[Coordinate labeling records]
**********
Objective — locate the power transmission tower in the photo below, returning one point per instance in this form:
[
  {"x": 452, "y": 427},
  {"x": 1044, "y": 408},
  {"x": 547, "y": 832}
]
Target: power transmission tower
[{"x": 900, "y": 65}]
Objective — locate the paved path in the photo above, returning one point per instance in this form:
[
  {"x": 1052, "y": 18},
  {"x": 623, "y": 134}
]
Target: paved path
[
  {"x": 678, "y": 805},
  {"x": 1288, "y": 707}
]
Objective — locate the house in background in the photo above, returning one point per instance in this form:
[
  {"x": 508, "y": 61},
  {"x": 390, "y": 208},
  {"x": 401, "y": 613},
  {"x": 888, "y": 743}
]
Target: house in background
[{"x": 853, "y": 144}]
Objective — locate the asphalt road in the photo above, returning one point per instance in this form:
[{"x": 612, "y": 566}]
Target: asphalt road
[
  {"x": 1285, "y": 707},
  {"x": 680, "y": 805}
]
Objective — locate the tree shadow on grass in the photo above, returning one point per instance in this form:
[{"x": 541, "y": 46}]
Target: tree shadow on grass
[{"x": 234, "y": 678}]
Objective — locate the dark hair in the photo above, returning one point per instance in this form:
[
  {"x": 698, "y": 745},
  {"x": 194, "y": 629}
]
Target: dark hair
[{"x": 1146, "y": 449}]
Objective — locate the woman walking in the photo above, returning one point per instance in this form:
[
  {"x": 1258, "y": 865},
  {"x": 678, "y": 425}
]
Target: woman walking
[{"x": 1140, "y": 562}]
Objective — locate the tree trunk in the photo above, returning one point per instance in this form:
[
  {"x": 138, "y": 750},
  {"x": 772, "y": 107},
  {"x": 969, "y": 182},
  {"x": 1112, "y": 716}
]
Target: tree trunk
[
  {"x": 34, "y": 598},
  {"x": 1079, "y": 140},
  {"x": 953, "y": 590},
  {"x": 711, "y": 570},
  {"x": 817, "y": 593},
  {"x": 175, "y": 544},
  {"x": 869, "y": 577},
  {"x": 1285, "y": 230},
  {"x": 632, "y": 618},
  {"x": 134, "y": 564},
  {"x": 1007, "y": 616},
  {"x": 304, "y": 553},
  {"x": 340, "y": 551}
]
**********
Stated problem: Rewrite the records above, changing every occurrence of "Objective" to "Goal" and leaving all other text as it is.

Expected answer:
Goal — locate the power transmission tower in the photo below, returning one point per instance in this form:
[
  {"x": 452, "y": 427},
  {"x": 1044, "y": 408},
  {"x": 547, "y": 832}
]
Target: power transmission tower
[{"x": 900, "y": 65}]
Goal — locate the paved path in the photo above, returning one point per instance in this form:
[
  {"x": 1052, "y": 18},
  {"x": 623, "y": 134}
]
Target: paved path
[
  {"x": 678, "y": 805},
  {"x": 1288, "y": 707}
]
Goal — locate the house in background in the photo above, returning one point per instance in this form:
[
  {"x": 508, "y": 61},
  {"x": 390, "y": 208},
  {"x": 401, "y": 613},
  {"x": 888, "y": 743}
]
Target: house in background
[{"x": 853, "y": 144}]
Goal — locate the asphalt road in the photo above, returning one point per instance in this form:
[{"x": 612, "y": 566}]
Target: asphalt road
[
  {"x": 1285, "y": 707},
  {"x": 680, "y": 805}
]
Goal — locate the tree shadow on grass in the photo above, returning one point per instance in this form:
[{"x": 541, "y": 46}]
Target: tree shadow on grass
[{"x": 234, "y": 678}]
Goal — locate the dark hair in the photo above, returning one point per instance in this form:
[
  {"x": 698, "y": 745},
  {"x": 194, "y": 629}
]
Target: dark hair
[{"x": 1146, "y": 449}]
Goal — locate the woman walking in the photo above, returning one point per instance in this form:
[
  {"x": 1258, "y": 865},
  {"x": 678, "y": 425}
]
Target: woman walking
[{"x": 1140, "y": 562}]
Goal — locate the tree trunk in the photo above, returning one point per instance in this form:
[
  {"x": 138, "y": 750},
  {"x": 772, "y": 107},
  {"x": 969, "y": 182},
  {"x": 1112, "y": 716}
]
Target: tree trunk
[
  {"x": 34, "y": 598},
  {"x": 1079, "y": 140},
  {"x": 953, "y": 590},
  {"x": 711, "y": 570},
  {"x": 817, "y": 593},
  {"x": 175, "y": 544},
  {"x": 869, "y": 577},
  {"x": 1285, "y": 230},
  {"x": 632, "y": 618},
  {"x": 134, "y": 564},
  {"x": 1007, "y": 616},
  {"x": 304, "y": 553},
  {"x": 340, "y": 551}
]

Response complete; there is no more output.